READING TEXT:
The Islamic State group's leader in Afghanistan and Pakistan, Hafiz Saeed, was killed last month in an airstrike in Nangarhar province, the Pentagon said Friday.

Saeed was named head of IS's "Khorasan province," which includes Afghanistan, Pakistan and parts of neighboring countries, early last year when a group of Pakistani Taliban switched allegiance to the jihadist group.

Pentagon deputy press secretary Gordon Trowbridge said the strike came while US and Afghan special operations forces carried out counter-IS operations in southern Nangarhar province throughout July.

"During this time, US forces conducted an airstrike targeting Hafiz Saeed Khan, the Islamic State in the Levant-Khorasan emir, in Achin district, Nangarhar province July 26, resulting in his death," Trowbridge said.

Saeed "was known to directly participate in attacks against US and coalition forces, and the actions of his network terrorized Afghans, especially in Nangarhar," he added.

Details of the strike were not immediately available, but a US official told the BBC that Saeed was killed by drone.

Stored records:
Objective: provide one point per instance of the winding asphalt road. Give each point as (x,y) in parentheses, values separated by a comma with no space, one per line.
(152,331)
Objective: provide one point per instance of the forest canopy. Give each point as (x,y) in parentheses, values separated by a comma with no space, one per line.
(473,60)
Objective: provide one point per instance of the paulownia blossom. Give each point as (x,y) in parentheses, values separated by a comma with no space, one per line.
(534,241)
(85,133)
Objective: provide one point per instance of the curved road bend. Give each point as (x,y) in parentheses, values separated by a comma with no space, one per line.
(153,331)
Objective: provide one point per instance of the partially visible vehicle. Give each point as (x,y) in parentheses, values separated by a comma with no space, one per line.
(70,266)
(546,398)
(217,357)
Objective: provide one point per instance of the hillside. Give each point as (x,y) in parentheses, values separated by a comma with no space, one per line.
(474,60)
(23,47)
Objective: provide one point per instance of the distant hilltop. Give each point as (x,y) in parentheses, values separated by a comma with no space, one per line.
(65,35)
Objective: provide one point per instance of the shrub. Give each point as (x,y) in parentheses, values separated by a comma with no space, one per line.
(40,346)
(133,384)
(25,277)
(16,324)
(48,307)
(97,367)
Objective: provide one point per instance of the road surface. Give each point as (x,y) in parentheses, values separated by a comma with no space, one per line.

WORK TO COMPLETE:
From the report on the airstrike that killed Hafiz Saeed, pull out the passage starting with "Pentagon deputy press" and going on through "province throughout July.", copied word for word.

SOLUTION TO THIS EXERCISE:
Pentagon deputy press secretary Gordon Trowbridge said the strike came while US and Afghan special operations forces carried out counter-IS operations in southern Nangarhar province throughout July.